Copy every line of the entries from the line with "ping: white kitchen cabinet" through the end of the entries, increasing each bounding box coordinate by 114.

[Recorded data]
•••

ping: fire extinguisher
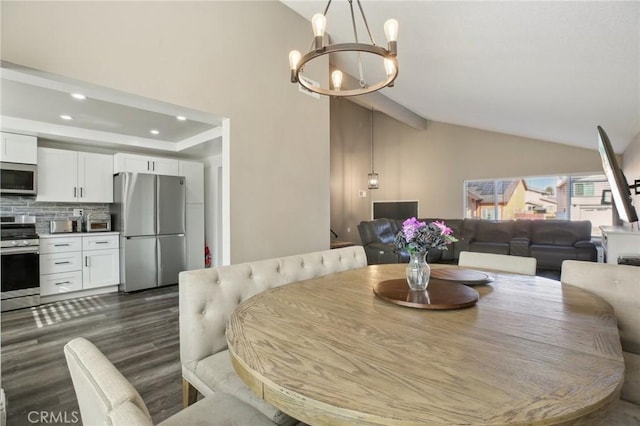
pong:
[204,244,211,268]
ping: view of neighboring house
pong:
[466,179,556,220]
[465,175,612,235]
[557,175,613,235]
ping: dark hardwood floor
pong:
[1,285,182,426]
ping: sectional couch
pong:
[358,218,597,271]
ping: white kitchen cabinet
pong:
[185,204,204,270]
[0,132,38,164]
[82,249,120,289]
[78,152,113,203]
[36,148,113,203]
[113,152,179,176]
[40,233,120,296]
[179,160,204,204]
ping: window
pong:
[464,175,613,236]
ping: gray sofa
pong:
[358,218,597,271]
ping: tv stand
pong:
[600,226,640,263]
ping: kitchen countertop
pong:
[38,231,120,238]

•••

The completed task:
ping: white kitchen cabinet
pong:
[299,318,318,384]
[114,246,152,278]
[196,363,234,403]
[192,266,227,317]
[150,262,227,317]
[227,266,293,290]
[154,347,234,410]
[293,274,318,318]
ping: window
pong:
[578,289,727,350]
ping: gray sofa
pong:
[472,332,711,385]
ping: tv stand
pong:
[714,340,754,377]
ping: kitchen countertop
pong:
[152,345,234,352]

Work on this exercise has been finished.